Image annotation data:

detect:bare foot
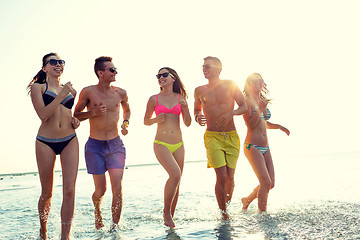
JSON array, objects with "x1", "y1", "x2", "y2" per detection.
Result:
[
  {"x1": 164, "y1": 213, "x2": 175, "y2": 228},
  {"x1": 36, "y1": 230, "x2": 47, "y2": 240},
  {"x1": 37, "y1": 228, "x2": 47, "y2": 240},
  {"x1": 221, "y1": 210, "x2": 230, "y2": 220},
  {"x1": 241, "y1": 198, "x2": 251, "y2": 212},
  {"x1": 95, "y1": 210, "x2": 104, "y2": 229}
]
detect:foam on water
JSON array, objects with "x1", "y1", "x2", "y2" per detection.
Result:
[{"x1": 0, "y1": 155, "x2": 360, "y2": 240}]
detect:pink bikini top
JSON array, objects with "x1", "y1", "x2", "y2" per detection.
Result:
[{"x1": 155, "y1": 94, "x2": 181, "y2": 116}]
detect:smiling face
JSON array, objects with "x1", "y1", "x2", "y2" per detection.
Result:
[
  {"x1": 158, "y1": 69, "x2": 175, "y2": 88},
  {"x1": 42, "y1": 56, "x2": 64, "y2": 78},
  {"x1": 203, "y1": 59, "x2": 221, "y2": 79},
  {"x1": 98, "y1": 62, "x2": 117, "y2": 82}
]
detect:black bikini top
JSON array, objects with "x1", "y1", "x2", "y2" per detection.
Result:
[{"x1": 43, "y1": 82, "x2": 75, "y2": 109}]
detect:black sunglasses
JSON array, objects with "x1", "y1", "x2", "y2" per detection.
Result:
[
  {"x1": 45, "y1": 59, "x2": 65, "y2": 66},
  {"x1": 156, "y1": 72, "x2": 173, "y2": 79},
  {"x1": 104, "y1": 67, "x2": 117, "y2": 73}
]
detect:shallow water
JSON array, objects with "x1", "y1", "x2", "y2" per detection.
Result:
[{"x1": 0, "y1": 153, "x2": 360, "y2": 239}]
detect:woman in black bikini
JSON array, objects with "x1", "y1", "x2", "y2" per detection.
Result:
[{"x1": 28, "y1": 53, "x2": 80, "y2": 239}]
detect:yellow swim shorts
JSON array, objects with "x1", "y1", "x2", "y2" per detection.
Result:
[{"x1": 204, "y1": 130, "x2": 240, "y2": 169}]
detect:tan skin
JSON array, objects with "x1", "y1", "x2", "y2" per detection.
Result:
[
  {"x1": 31, "y1": 56, "x2": 80, "y2": 239},
  {"x1": 74, "y1": 62, "x2": 131, "y2": 229},
  {"x1": 144, "y1": 69, "x2": 191, "y2": 228},
  {"x1": 242, "y1": 74, "x2": 290, "y2": 213},
  {"x1": 194, "y1": 60, "x2": 247, "y2": 219}
]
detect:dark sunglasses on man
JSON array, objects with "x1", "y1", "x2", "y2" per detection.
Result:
[
  {"x1": 45, "y1": 59, "x2": 65, "y2": 66},
  {"x1": 104, "y1": 67, "x2": 117, "y2": 73}
]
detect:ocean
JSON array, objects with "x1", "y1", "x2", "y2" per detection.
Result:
[{"x1": 0, "y1": 152, "x2": 360, "y2": 240}]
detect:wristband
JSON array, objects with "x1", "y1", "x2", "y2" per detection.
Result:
[{"x1": 195, "y1": 114, "x2": 199, "y2": 123}]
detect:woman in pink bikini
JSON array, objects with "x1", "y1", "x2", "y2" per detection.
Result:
[{"x1": 144, "y1": 67, "x2": 191, "y2": 228}]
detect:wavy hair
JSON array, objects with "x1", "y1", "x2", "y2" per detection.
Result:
[
  {"x1": 243, "y1": 73, "x2": 271, "y2": 102},
  {"x1": 26, "y1": 52, "x2": 59, "y2": 94},
  {"x1": 158, "y1": 67, "x2": 188, "y2": 98}
]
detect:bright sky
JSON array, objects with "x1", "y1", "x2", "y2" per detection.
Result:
[{"x1": 0, "y1": 0, "x2": 360, "y2": 173}]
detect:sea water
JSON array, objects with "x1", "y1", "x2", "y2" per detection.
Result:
[{"x1": 0, "y1": 152, "x2": 360, "y2": 239}]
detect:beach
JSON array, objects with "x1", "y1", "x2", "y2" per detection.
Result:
[{"x1": 0, "y1": 152, "x2": 360, "y2": 239}]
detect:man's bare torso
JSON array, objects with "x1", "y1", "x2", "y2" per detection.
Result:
[
  {"x1": 197, "y1": 80, "x2": 235, "y2": 132},
  {"x1": 87, "y1": 86, "x2": 125, "y2": 140}
]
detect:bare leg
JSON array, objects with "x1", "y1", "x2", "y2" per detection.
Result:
[
  {"x1": 171, "y1": 146, "x2": 185, "y2": 217},
  {"x1": 214, "y1": 166, "x2": 229, "y2": 220},
  {"x1": 225, "y1": 166, "x2": 235, "y2": 204},
  {"x1": 92, "y1": 173, "x2": 106, "y2": 229},
  {"x1": 108, "y1": 169, "x2": 124, "y2": 224},
  {"x1": 154, "y1": 143, "x2": 183, "y2": 228},
  {"x1": 60, "y1": 137, "x2": 79, "y2": 240},
  {"x1": 241, "y1": 185, "x2": 260, "y2": 211},
  {"x1": 244, "y1": 147, "x2": 272, "y2": 213},
  {"x1": 35, "y1": 141, "x2": 56, "y2": 239}
]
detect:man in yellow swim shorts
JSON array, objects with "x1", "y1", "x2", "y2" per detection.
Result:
[{"x1": 194, "y1": 57, "x2": 247, "y2": 219}]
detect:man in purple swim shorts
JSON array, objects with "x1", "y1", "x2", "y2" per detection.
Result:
[
  {"x1": 85, "y1": 136, "x2": 126, "y2": 175},
  {"x1": 74, "y1": 57, "x2": 130, "y2": 229}
]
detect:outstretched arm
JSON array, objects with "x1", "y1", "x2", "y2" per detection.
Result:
[
  {"x1": 74, "y1": 88, "x2": 98, "y2": 121},
  {"x1": 121, "y1": 92, "x2": 131, "y2": 136},
  {"x1": 233, "y1": 83, "x2": 248, "y2": 115}
]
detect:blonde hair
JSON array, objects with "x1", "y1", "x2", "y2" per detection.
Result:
[{"x1": 244, "y1": 73, "x2": 271, "y2": 102}]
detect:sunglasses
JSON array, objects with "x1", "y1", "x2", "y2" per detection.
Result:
[
  {"x1": 45, "y1": 59, "x2": 65, "y2": 66},
  {"x1": 104, "y1": 67, "x2": 117, "y2": 73},
  {"x1": 202, "y1": 64, "x2": 211, "y2": 69},
  {"x1": 156, "y1": 72, "x2": 173, "y2": 79}
]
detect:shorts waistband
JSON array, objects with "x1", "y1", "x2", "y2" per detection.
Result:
[
  {"x1": 36, "y1": 133, "x2": 76, "y2": 143},
  {"x1": 205, "y1": 130, "x2": 237, "y2": 136},
  {"x1": 89, "y1": 136, "x2": 120, "y2": 143}
]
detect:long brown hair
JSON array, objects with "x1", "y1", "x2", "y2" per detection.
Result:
[{"x1": 26, "y1": 53, "x2": 59, "y2": 94}]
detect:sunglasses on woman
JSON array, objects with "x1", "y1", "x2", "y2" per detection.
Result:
[
  {"x1": 156, "y1": 72, "x2": 173, "y2": 79},
  {"x1": 45, "y1": 59, "x2": 65, "y2": 66},
  {"x1": 104, "y1": 67, "x2": 117, "y2": 73}
]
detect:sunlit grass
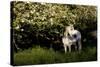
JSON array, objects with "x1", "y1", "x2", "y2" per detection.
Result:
[{"x1": 14, "y1": 47, "x2": 97, "y2": 65}]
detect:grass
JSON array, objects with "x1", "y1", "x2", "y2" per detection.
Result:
[{"x1": 14, "y1": 47, "x2": 97, "y2": 65}]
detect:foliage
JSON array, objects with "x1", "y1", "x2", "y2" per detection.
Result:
[{"x1": 11, "y1": 1, "x2": 97, "y2": 48}]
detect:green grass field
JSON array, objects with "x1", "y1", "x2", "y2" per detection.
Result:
[{"x1": 14, "y1": 44, "x2": 97, "y2": 65}]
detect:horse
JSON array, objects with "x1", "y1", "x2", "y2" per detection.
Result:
[{"x1": 62, "y1": 25, "x2": 82, "y2": 53}]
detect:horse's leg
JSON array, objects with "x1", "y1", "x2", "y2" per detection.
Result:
[
  {"x1": 68, "y1": 45, "x2": 71, "y2": 52},
  {"x1": 78, "y1": 40, "x2": 82, "y2": 51},
  {"x1": 64, "y1": 45, "x2": 67, "y2": 53}
]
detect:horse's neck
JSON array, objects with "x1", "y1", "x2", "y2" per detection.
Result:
[{"x1": 69, "y1": 30, "x2": 78, "y2": 36}]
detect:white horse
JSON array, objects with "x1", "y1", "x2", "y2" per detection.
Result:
[{"x1": 62, "y1": 25, "x2": 82, "y2": 53}]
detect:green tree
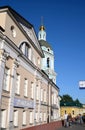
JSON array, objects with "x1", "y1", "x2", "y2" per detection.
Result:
[{"x1": 61, "y1": 94, "x2": 73, "y2": 103}]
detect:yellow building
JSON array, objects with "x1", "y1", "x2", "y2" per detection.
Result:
[{"x1": 60, "y1": 104, "x2": 85, "y2": 118}]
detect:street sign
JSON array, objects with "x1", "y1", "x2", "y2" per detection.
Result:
[{"x1": 79, "y1": 80, "x2": 85, "y2": 89}]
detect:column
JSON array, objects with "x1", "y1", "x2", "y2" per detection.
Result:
[
  {"x1": 8, "y1": 59, "x2": 19, "y2": 130},
  {"x1": 0, "y1": 50, "x2": 9, "y2": 128}
]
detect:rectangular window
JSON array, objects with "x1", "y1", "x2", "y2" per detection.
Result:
[
  {"x1": 44, "y1": 113, "x2": 46, "y2": 121},
  {"x1": 15, "y1": 74, "x2": 20, "y2": 94},
  {"x1": 41, "y1": 89, "x2": 43, "y2": 101},
  {"x1": 31, "y1": 83, "x2": 34, "y2": 99},
  {"x1": 3, "y1": 67, "x2": 10, "y2": 91},
  {"x1": 25, "y1": 45, "x2": 29, "y2": 57},
  {"x1": 40, "y1": 112, "x2": 42, "y2": 122},
  {"x1": 29, "y1": 111, "x2": 33, "y2": 124},
  {"x1": 1, "y1": 110, "x2": 7, "y2": 128},
  {"x1": 36, "y1": 86, "x2": 39, "y2": 100},
  {"x1": 44, "y1": 90, "x2": 46, "y2": 102},
  {"x1": 14, "y1": 110, "x2": 18, "y2": 127},
  {"x1": 54, "y1": 93, "x2": 57, "y2": 104},
  {"x1": 36, "y1": 112, "x2": 38, "y2": 122},
  {"x1": 23, "y1": 111, "x2": 26, "y2": 125},
  {"x1": 24, "y1": 79, "x2": 28, "y2": 97}
]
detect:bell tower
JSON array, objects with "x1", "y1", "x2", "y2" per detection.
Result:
[{"x1": 38, "y1": 18, "x2": 56, "y2": 84}]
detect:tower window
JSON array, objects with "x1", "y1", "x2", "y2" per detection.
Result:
[
  {"x1": 47, "y1": 57, "x2": 50, "y2": 68},
  {"x1": 19, "y1": 42, "x2": 31, "y2": 60}
]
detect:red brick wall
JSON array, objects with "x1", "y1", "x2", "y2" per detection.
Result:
[{"x1": 22, "y1": 121, "x2": 62, "y2": 130}]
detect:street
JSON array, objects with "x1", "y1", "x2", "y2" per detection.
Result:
[{"x1": 58, "y1": 124, "x2": 85, "y2": 130}]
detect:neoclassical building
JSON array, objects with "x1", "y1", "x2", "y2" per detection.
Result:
[{"x1": 0, "y1": 6, "x2": 60, "y2": 130}]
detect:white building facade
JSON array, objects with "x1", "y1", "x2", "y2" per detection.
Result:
[{"x1": 0, "y1": 7, "x2": 60, "y2": 130}]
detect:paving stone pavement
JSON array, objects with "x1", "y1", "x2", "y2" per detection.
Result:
[{"x1": 58, "y1": 124, "x2": 85, "y2": 130}]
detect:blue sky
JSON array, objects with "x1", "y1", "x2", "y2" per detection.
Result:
[{"x1": 0, "y1": 0, "x2": 85, "y2": 103}]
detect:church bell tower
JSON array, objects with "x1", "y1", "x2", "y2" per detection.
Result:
[{"x1": 38, "y1": 20, "x2": 56, "y2": 84}]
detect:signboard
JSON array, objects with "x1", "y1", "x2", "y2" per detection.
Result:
[
  {"x1": 79, "y1": 80, "x2": 85, "y2": 89},
  {"x1": 14, "y1": 98, "x2": 35, "y2": 108}
]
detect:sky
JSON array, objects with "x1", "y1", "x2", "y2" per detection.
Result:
[{"x1": 0, "y1": 0, "x2": 85, "y2": 104}]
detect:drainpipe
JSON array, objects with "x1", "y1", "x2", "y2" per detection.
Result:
[{"x1": 0, "y1": 50, "x2": 9, "y2": 128}]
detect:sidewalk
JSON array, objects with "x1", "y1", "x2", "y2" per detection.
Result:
[{"x1": 58, "y1": 124, "x2": 85, "y2": 130}]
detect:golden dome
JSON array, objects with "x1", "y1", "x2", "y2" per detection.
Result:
[{"x1": 40, "y1": 25, "x2": 45, "y2": 30}]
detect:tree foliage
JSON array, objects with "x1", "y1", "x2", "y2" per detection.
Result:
[{"x1": 60, "y1": 94, "x2": 82, "y2": 107}]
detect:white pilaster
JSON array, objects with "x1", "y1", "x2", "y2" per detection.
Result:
[
  {"x1": 8, "y1": 59, "x2": 19, "y2": 130},
  {"x1": 0, "y1": 50, "x2": 9, "y2": 128}
]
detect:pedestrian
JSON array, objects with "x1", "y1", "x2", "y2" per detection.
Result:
[
  {"x1": 64, "y1": 111, "x2": 68, "y2": 127},
  {"x1": 67, "y1": 113, "x2": 72, "y2": 126}
]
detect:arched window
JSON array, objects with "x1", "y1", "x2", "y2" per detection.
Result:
[
  {"x1": 47, "y1": 57, "x2": 50, "y2": 68},
  {"x1": 19, "y1": 42, "x2": 31, "y2": 59}
]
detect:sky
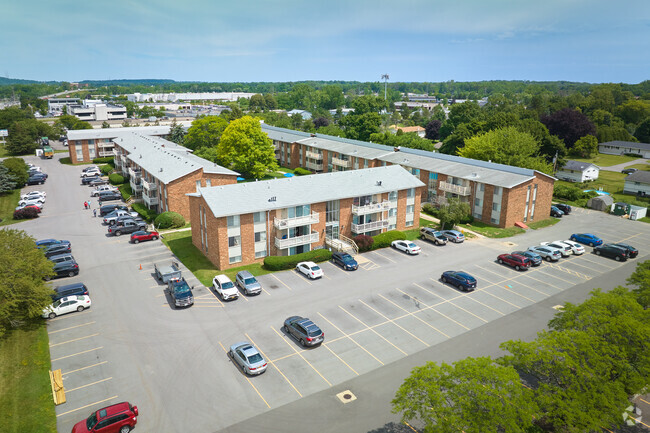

[What is asked] Find every line in the items above that contains the word "horse", treating uppercase and lowercase as different, and copy each of those lines.

[Solution]
detect:horse
detect:horse's leg
detect:horse's neck
detect:white horse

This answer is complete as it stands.